(Referring expression pointing data)
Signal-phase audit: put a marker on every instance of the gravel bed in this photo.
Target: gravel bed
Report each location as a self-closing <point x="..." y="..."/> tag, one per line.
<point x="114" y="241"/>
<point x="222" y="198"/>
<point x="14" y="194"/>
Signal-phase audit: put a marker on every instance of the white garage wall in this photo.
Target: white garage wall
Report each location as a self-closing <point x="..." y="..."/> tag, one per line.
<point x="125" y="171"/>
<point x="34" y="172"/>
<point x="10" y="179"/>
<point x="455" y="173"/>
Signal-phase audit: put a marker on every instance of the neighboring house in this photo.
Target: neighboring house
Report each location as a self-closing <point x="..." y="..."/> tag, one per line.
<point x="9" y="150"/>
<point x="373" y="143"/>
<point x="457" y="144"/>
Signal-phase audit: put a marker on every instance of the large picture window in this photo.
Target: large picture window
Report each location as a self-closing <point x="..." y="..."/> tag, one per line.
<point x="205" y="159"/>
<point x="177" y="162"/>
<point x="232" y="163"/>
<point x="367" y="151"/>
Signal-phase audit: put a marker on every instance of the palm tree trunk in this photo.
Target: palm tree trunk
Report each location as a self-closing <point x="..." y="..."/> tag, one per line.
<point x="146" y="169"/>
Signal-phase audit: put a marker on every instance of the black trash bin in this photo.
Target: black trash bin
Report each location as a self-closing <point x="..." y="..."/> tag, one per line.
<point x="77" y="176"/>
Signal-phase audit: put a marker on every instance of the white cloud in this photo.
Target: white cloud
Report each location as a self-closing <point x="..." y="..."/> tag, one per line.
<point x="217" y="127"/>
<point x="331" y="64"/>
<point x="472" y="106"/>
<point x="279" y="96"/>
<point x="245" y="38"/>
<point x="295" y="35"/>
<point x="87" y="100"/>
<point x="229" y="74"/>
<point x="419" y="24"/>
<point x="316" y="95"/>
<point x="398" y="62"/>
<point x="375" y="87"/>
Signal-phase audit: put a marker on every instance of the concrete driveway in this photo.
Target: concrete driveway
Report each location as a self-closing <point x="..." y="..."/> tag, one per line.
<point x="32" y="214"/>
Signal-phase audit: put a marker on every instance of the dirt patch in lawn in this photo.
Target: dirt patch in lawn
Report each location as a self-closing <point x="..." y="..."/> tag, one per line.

Exercise goal: A word-for-word copy of the data is what should be returned.

Problem solution:
Signal-phase audit: put a marker on every instance of the gravel bed in this photo.
Target: gravel bed
Report each location as a self-closing <point x="..." y="..."/> tag, one per line.
<point x="114" y="241"/>
<point x="222" y="198"/>
<point x="14" y="194"/>
Signal-phase audit: put a marker on every instance of the white garage wall in this photo.
Target: white garage wall
Report each location as a self-closing <point x="..." y="..."/> tag, one per line.
<point x="125" y="171"/>
<point x="34" y="172"/>
<point x="10" y="179"/>
<point x="455" y="173"/>
Signal-phase audit: put a marker on every instance of the neighboring house in this photo.
Target: neighboring house
Report each location as a self-closing <point x="..." y="..."/> tag, one per line.
<point x="9" y="150"/>
<point x="373" y="143"/>
<point x="457" y="144"/>
Signal-phase audit: put a marker on every instance of the large picture window in this photo.
Target: large picture window
Report each location as a self-closing <point x="..." y="..."/> tag, one per line.
<point x="205" y="159"/>
<point x="177" y="162"/>
<point x="232" y="163"/>
<point x="367" y="151"/>
Signal-phase audit: put a marker on every instance of the palm tree trunk in this photo.
Target: palm tree trunk
Report each location as a self-closing <point x="..." y="..."/> tag, one per line.
<point x="146" y="169"/>
Signal-phase audit: put a marker on every instance of the black trash bin in this photo.
Target: black trash bin
Report each location as a self-closing <point x="..." y="..."/> tag, one per line.
<point x="77" y="176"/>
Signal-phase audit: put a marker on every instance of the white cloud in this photo.
Target: white cloud
Report each location as a self-closing <point x="..." y="..."/> tag, one per line.
<point x="217" y="127"/>
<point x="331" y="64"/>
<point x="472" y="106"/>
<point x="279" y="96"/>
<point x="245" y="38"/>
<point x="295" y="35"/>
<point x="87" y="100"/>
<point x="229" y="74"/>
<point x="419" y="24"/>
<point x="316" y="95"/>
<point x="398" y="62"/>
<point x="375" y="87"/>
Signal-phase audit: put a marker on every instance of the concrete driveway in this photo.
Target: concrete driveway
Report each location as a self-closing <point x="..." y="..."/> tag, one per line.
<point x="32" y="214"/>
Signal-phase audit: put a marker on every instance of the dirt patch in lawn in this photo.
Target: dirt patch in lawn
Report each location as a self-closing <point x="..." y="..."/> tag, one per line.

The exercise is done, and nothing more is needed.